# What this task involves
Scanning the entries below, copy every line that contains the word "leather".

# # #

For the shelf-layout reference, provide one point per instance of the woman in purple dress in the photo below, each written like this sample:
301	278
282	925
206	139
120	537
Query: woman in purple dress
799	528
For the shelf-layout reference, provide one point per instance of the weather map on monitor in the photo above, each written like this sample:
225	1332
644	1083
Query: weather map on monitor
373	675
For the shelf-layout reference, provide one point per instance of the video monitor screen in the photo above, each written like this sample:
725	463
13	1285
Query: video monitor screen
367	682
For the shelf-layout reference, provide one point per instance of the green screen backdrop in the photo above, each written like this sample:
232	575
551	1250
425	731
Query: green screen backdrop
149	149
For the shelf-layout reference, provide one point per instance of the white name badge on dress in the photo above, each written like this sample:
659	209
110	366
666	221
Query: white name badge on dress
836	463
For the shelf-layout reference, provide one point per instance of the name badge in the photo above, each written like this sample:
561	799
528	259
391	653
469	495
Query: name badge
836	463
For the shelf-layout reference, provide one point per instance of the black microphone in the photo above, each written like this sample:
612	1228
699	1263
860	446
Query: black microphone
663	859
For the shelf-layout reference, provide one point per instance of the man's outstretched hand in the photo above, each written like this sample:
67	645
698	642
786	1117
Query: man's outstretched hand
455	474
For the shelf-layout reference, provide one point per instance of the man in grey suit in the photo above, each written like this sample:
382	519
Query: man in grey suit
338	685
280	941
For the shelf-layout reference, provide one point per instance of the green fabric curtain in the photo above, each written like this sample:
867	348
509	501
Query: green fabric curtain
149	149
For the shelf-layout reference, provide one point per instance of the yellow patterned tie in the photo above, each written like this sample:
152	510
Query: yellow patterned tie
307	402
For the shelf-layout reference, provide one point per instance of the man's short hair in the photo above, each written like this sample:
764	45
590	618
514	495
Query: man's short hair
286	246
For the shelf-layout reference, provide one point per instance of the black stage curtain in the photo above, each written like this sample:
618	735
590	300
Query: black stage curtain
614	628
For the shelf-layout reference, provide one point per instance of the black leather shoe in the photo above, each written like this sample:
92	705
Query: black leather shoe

# # #

# Final answer
For the shelf-layout reference, provide one point per instance of the black leather shoe in the photo above, each written like this sample:
Query: black leather shoe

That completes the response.